● TASK OBJECTIVE
Copy out the portion of the listing below that begins with the line containing "269L637 279L650 283L655" and ends with the line containing "positive clicks: (647, 282)", including both of those lines, with every character unchanged.
----------
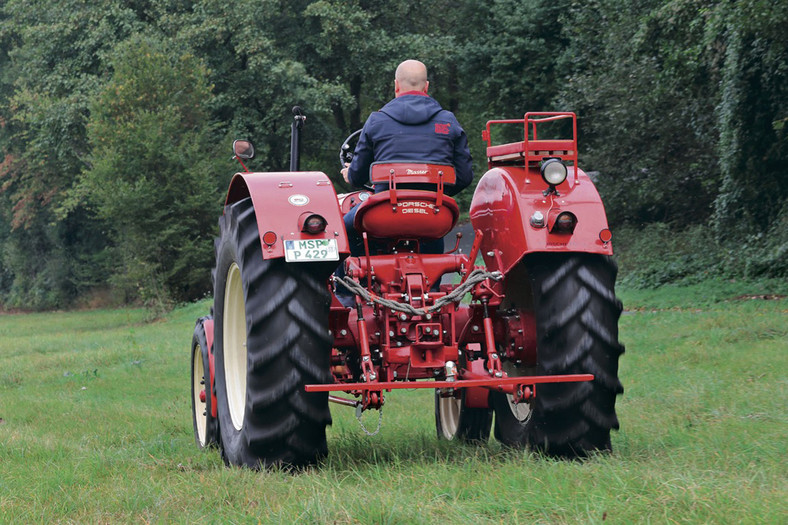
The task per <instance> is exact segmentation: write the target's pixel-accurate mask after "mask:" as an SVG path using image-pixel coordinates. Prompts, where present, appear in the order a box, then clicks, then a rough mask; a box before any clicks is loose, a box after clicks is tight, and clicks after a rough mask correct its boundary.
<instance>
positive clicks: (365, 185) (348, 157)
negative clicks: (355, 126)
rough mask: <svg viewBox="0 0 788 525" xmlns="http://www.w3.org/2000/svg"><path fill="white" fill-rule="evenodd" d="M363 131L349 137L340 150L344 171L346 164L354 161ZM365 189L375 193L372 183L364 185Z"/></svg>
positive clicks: (339, 152) (341, 164)
mask: <svg viewBox="0 0 788 525" xmlns="http://www.w3.org/2000/svg"><path fill="white" fill-rule="evenodd" d="M361 131H362V130H360V129H358V130H356V131H354V132H353V133H351V134H350V135H348V138H346V139H345V142H343V143H342V147H340V148H339V165H340V166H342V168H343V169H344V168H345V164H350V163H351V162H352V160H353V153H354V152H355V151H356V144H358V137H359V135H360V134H361ZM364 189H366V190H367V191H374V188H373V186H372V184H370V183H366V184H364ZM364 199H366V197H364Z"/></svg>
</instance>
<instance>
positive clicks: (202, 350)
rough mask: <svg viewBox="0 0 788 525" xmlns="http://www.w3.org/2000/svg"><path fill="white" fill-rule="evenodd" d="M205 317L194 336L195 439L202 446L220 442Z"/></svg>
mask: <svg viewBox="0 0 788 525" xmlns="http://www.w3.org/2000/svg"><path fill="white" fill-rule="evenodd" d="M207 319H211V317H210V316H208V317H203V318H201V319H200V320H198V321H197V325H196V326H195V327H194V335H193V336H192V347H191V350H192V351H191V354H192V424H193V427H194V440H195V441H196V442H197V446H198V447H200V448H206V447H211V446H214V445H216V444H217V443H218V442H219V423H218V422H217V420H216V418H214V417H213V416H212V415H211V409H212V404H211V375H210V361H209V359H210V358H209V355H208V343H207V340H206V337H205V327H204V326H203V321H205V320H207Z"/></svg>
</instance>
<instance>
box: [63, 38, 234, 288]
mask: <svg viewBox="0 0 788 525" xmlns="http://www.w3.org/2000/svg"><path fill="white" fill-rule="evenodd" d="M112 65H113V71H114V72H113V75H112V79H111V80H110V81H109V82H108V83H107V84H106V85H105V86H104V87H103V88H102V90H101V91H100V92H99V93H98V96H97V97H96V99H95V102H94V104H93V106H92V107H91V112H90V121H89V123H88V138H89V142H90V145H91V150H92V152H93V154H92V156H91V157H90V160H89V167H88V169H86V170H85V171H84V172H83V173H82V174H81V175H80V177H79V178H78V179H77V182H76V184H75V186H74V188H73V190H72V192H71V196H72V200H71V201H70V203H69V206H70V207H72V208H73V207H75V206H77V205H79V204H86V205H87V206H88V207H89V208H90V209H91V210H93V211H94V212H95V215H96V217H97V218H98V219H99V220H100V221H102V223H104V224H107V225H108V226H109V228H110V229H109V232H108V237H109V240H110V242H111V245H110V247H109V250H110V252H111V254H112V259H113V264H112V278H113V281H114V283H115V284H116V285H118V286H120V287H121V289H123V290H125V291H126V292H127V294H128V295H129V296H130V297H136V296H139V297H141V298H142V299H143V300H145V301H146V302H148V301H154V302H155V303H161V302H165V303H166V302H167V300H168V299H169V298H170V295H171V296H172V298H174V299H178V300H184V299H186V300H193V299H195V298H198V297H200V296H202V295H203V294H205V293H206V292H207V291H208V286H207V284H208V283H206V280H205V278H204V275H203V274H202V272H204V269H205V268H206V267H209V266H210V262H211V258H210V255H211V254H210V253H209V252H207V250H204V249H202V248H201V247H202V246H204V245H210V242H211V239H212V238H213V236H214V229H215V219H214V217H212V216H211V214H208V213H205V210H211V209H214V210H215V209H218V208H219V205H220V203H221V196H220V191H219V186H218V184H217V182H216V181H218V180H219V177H218V174H219V173H220V171H219V169H217V167H216V166H215V159H217V158H218V157H219V152H218V151H217V150H216V147H215V144H216V140H215V139H216V137H215V134H214V130H213V126H212V125H211V123H210V121H209V118H208V114H207V112H206V111H205V109H204V107H203V104H204V102H205V101H206V100H208V99H209V97H210V85H209V83H208V79H207V71H206V69H205V67H204V66H202V64H201V63H200V61H199V60H198V59H196V58H195V57H194V56H193V55H191V54H189V53H186V52H183V51H180V50H178V49H177V48H174V49H173V48H168V47H167V46H165V45H162V44H158V43H157V42H156V41H154V40H152V39H149V38H134V39H132V40H130V41H129V42H128V43H126V44H123V45H121V46H119V47H118V52H117V57H116V58H115V59H113V61H112Z"/></svg>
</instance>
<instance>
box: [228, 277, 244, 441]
mask: <svg viewBox="0 0 788 525" xmlns="http://www.w3.org/2000/svg"><path fill="white" fill-rule="evenodd" d="M223 333H224V337H223V343H224V346H223V349H224V375H225V389H226V392H227V403H228V405H229V408H230V418H231V419H232V421H233V426H234V427H235V429H236V430H241V428H242V427H243V421H244V411H245V410H246V309H245V307H244V295H243V284H242V281H241V269H240V268H238V265H237V264H235V263H232V264H231V265H230V269H229V270H227V284H226V286H225V289H224V331H223Z"/></svg>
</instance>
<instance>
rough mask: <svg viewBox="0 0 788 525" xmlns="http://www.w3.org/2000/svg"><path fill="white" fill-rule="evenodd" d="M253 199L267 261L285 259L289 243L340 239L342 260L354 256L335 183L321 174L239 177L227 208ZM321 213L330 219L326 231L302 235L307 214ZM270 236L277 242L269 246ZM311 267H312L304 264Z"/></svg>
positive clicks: (296, 172)
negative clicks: (351, 246)
mask: <svg viewBox="0 0 788 525" xmlns="http://www.w3.org/2000/svg"><path fill="white" fill-rule="evenodd" d="M246 197H251V198H252V204H253V205H254V210H255V215H256V217H257V228H258V231H259V232H260V243H261V246H262V247H263V250H262V251H263V259H277V258H282V257H284V256H285V250H284V242H285V241H287V240H291V239H295V240H309V239H336V240H337V247H338V249H339V254H340V258H343V257H344V256H347V255H349V254H350V248H349V246H348V241H347V233H346V232H345V223H344V221H343V218H342V212H341V211H340V209H339V201H338V200H337V194H336V192H335V191H334V186H333V185H332V184H331V180H330V179H329V178H328V176H326V174H324V173H320V172H289V171H288V172H273V173H236V175H235V176H234V177H233V180H232V182H231V183H230V189H229V190H228V192H227V200H226V203H225V205H226V206H229V205H230V204H233V203H235V202H238V201H240V200H242V199H245V198H246ZM311 213H317V214H319V215H321V216H322V217H323V218H324V219H326V222H327V226H326V230H325V231H324V232H322V233H318V234H310V233H306V232H302V231H300V226H301V222H302V220H303V217H304V214H311ZM267 232H274V233H275V234H276V240H275V241H274V242H273V243H266V242H265V241H264V240H263V237H264V235H265V234H266V233H267ZM304 264H309V263H304Z"/></svg>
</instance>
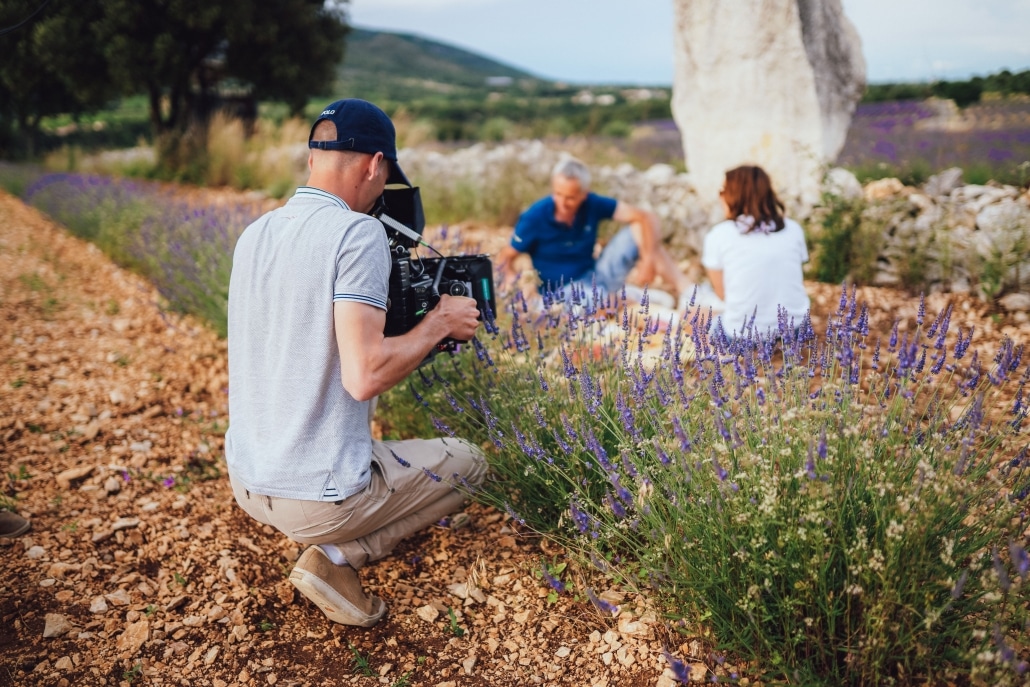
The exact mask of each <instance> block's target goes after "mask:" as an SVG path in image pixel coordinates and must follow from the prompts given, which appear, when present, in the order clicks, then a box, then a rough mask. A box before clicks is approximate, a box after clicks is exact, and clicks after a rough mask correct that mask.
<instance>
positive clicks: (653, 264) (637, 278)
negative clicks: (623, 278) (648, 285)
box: [636, 255, 655, 284]
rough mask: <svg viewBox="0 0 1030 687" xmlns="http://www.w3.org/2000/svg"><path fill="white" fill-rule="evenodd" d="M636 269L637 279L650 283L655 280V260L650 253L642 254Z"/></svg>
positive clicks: (647, 282) (644, 281) (646, 283)
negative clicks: (654, 261) (654, 266)
mask: <svg viewBox="0 0 1030 687" xmlns="http://www.w3.org/2000/svg"><path fill="white" fill-rule="evenodd" d="M636 269H637V279H639V280H640V281H641V282H642V283H645V284H650V283H651V282H652V281H654V275H655V269H654V261H653V260H652V259H651V256H650V255H641V256H640V260H638V261H637V265H636Z"/></svg>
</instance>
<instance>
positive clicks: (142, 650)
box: [0, 194, 664, 687]
mask: <svg viewBox="0 0 1030 687" xmlns="http://www.w3.org/2000/svg"><path fill="white" fill-rule="evenodd" d="M159 301H160V299H159V297H158V295H157V294H156V291H155V290H153V289H152V288H151V287H150V286H149V285H148V284H147V283H145V282H143V281H142V280H140V279H139V278H137V277H135V276H133V275H131V274H129V273H127V272H125V271H123V270H119V269H117V268H116V267H114V266H113V265H112V264H111V263H110V262H109V261H108V260H107V259H106V257H104V256H103V255H102V254H101V253H100V252H99V251H98V250H97V249H96V248H94V247H92V246H91V245H89V244H87V243H83V242H81V241H79V240H77V239H74V238H72V237H70V236H69V235H67V234H66V233H65V232H64V231H62V230H61V229H60V228H58V227H56V226H55V225H53V224H52V222H50V221H49V220H47V219H46V218H45V217H44V216H42V215H40V214H39V213H38V212H36V211H35V210H33V209H31V208H27V207H25V206H24V205H22V204H21V203H20V202H19V201H16V200H15V199H13V198H11V197H9V196H5V195H2V194H0V342H2V343H0V351H2V353H3V355H2V363H3V365H2V367H0V455H2V460H0V468H2V469H3V472H4V477H3V480H4V493H7V494H13V493H16V509H18V510H19V511H20V512H21V513H22V514H23V515H25V516H27V517H30V518H31V519H32V529H31V530H30V531H29V533H28V534H27V535H25V536H23V537H21V538H19V539H16V540H0V570H2V574H0V686H3V687H7V686H11V687H13V686H19V687H22V686H25V685H73V686H79V685H91V686H92V685H119V684H131V685H133V686H134V687H135V686H136V685H197V686H201V685H203V686H209V685H210V686H214V687H225V686H226V685H238V684H247V685H290V686H293V685H312V686H315V685H338V684H357V685H373V684H384V685H398V686H400V685H493V686H504V685H527V684H568V685H606V684H611V685H654V684H655V683H656V681H657V680H658V678H659V676H660V674H661V673H662V669H663V667H664V665H663V663H662V659H661V648H662V643H661V641H660V638H658V637H656V636H655V630H654V629H652V628H651V627H650V626H648V625H646V624H642V623H639V622H634V620H636V618H634V617H633V616H632V615H626V616H625V617H623V618H621V623H620V621H619V620H617V619H611V618H608V619H606V618H603V617H602V616H600V615H598V613H597V612H595V611H594V610H593V608H592V607H591V606H590V605H588V604H581V603H575V602H574V600H572V599H571V598H569V597H562V598H560V599H559V600H558V602H557V603H555V604H548V602H547V598H546V595H547V591H546V589H545V588H544V587H543V586H542V584H541V582H540V581H539V580H538V579H537V577H536V576H535V575H534V571H535V570H536V569H537V568H538V566H539V564H540V560H541V556H543V555H545V554H544V553H543V551H542V550H541V549H540V543H539V541H537V540H535V539H530V538H526V537H520V536H516V535H515V534H514V533H512V531H511V530H510V529H509V528H508V527H507V526H506V525H505V522H504V521H503V520H504V518H503V517H502V515H501V514H499V513H495V512H492V511H488V510H485V509H481V508H478V507H477V508H472V509H471V510H470V512H471V515H472V525H471V526H470V527H467V528H465V529H459V530H457V531H452V530H450V529H448V528H444V527H435V528H432V529H430V530H427V531H425V533H423V534H420V535H418V536H416V537H415V538H413V539H411V540H409V541H408V542H406V543H404V545H403V546H402V547H401V548H400V549H399V550H398V551H397V552H396V554H394V555H393V556H390V557H389V558H386V559H384V560H382V561H379V562H378V563H376V564H374V565H371V566H369V568H367V569H366V574H365V580H366V583H367V584H369V586H371V587H372V588H373V589H374V590H375V591H376V593H378V594H379V595H381V596H383V598H384V599H385V600H386V603H387V604H388V605H389V614H388V615H387V617H386V619H385V620H384V621H383V622H382V623H380V625H379V626H377V627H375V628H373V629H371V630H364V629H356V628H347V627H342V626H339V625H334V624H332V623H330V622H329V621H328V620H327V619H325V618H324V617H323V616H322V615H321V614H320V613H319V612H318V611H317V610H316V609H315V608H314V607H313V606H312V605H310V604H309V603H308V602H307V600H306V599H304V598H303V597H301V596H300V595H299V594H297V593H295V591H294V588H293V586H291V585H290V584H289V583H288V582H287V580H286V576H287V575H288V572H289V570H290V566H291V564H293V562H294V561H295V559H296V558H297V556H298V553H299V551H298V548H297V546H296V545H294V544H291V543H289V542H288V541H287V540H286V539H285V538H283V537H282V536H280V535H278V534H277V533H274V531H272V530H271V529H270V528H266V527H263V526H261V525H258V524H256V523H254V522H252V521H251V520H249V519H248V518H247V517H246V516H245V515H244V514H243V513H242V512H241V511H240V510H239V509H238V508H236V506H235V504H234V502H233V497H232V493H231V491H230V488H229V483H228V480H227V479H226V477H225V470H224V461H222V458H221V450H222V432H224V430H225V426H226V419H227V418H226V393H225V387H226V383H227V374H226V346H225V343H224V342H221V341H218V340H217V339H216V337H214V336H213V335H212V334H210V333H209V332H208V331H206V330H205V329H204V328H202V327H200V325H198V324H197V323H196V322H195V321H193V320H191V319H187V318H186V319H184V318H181V317H178V316H174V315H171V314H169V313H167V312H164V311H163V310H162V309H161V307H160V305H159ZM552 553H553V552H552ZM626 600H631V599H626ZM624 606H628V605H624ZM448 609H451V610H453V611H454V621H453V623H452V621H451V619H450V616H449V614H448ZM434 616H436V617H435V619H432V620H431V618H434ZM620 627H621V630H620ZM455 628H456V629H455ZM50 634H53V637H50ZM458 634H460V637H459V636H458ZM351 647H353V648H351ZM355 652H356V654H359V655H361V657H362V658H363V659H365V660H367V662H368V672H371V673H372V675H373V676H374V677H367V676H366V675H364V673H365V671H363V669H362V666H361V665H358V664H357V662H356V661H355Z"/></svg>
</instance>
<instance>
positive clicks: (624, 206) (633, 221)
mask: <svg viewBox="0 0 1030 687" xmlns="http://www.w3.org/2000/svg"><path fill="white" fill-rule="evenodd" d="M612 218H613V219H615V220H616V221H618V222H621V224H624V225H629V226H630V227H632V228H633V238H634V239H636V240H637V249H638V251H639V252H640V260H639V261H638V262H637V273H638V275H639V276H640V279H641V280H642V281H644V282H645V283H647V282H650V281H651V280H652V279H653V278H654V274H655V259H656V255H655V251H656V249H657V245H658V218H657V217H656V216H655V215H654V213H652V212H648V211H647V210H644V209H641V208H639V207H637V206H636V205H630V204H629V203H623V202H622V201H619V202H618V205H616V206H615V213H614V214H613V215H612Z"/></svg>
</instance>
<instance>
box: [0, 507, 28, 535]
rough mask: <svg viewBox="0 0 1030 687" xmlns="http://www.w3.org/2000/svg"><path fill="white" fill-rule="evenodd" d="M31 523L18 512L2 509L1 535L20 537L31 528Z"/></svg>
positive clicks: (0, 516) (0, 527)
mask: <svg viewBox="0 0 1030 687" xmlns="http://www.w3.org/2000/svg"><path fill="white" fill-rule="evenodd" d="M30 526H31V523H30V522H29V521H28V520H26V519H25V518H23V517H22V516H21V515H19V514H18V513H12V512H10V511H0V537H18V536H20V535H24V534H25V533H26V531H28V530H29V527H30Z"/></svg>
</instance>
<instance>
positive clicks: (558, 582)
----------
● ANSWER BOX
rough mask: <svg viewBox="0 0 1030 687" xmlns="http://www.w3.org/2000/svg"><path fill="white" fill-rule="evenodd" d="M636 269L637 279L650 283L655 280V260L650 253L642 254Z"/></svg>
positive clicks: (647, 282) (644, 281) (646, 283)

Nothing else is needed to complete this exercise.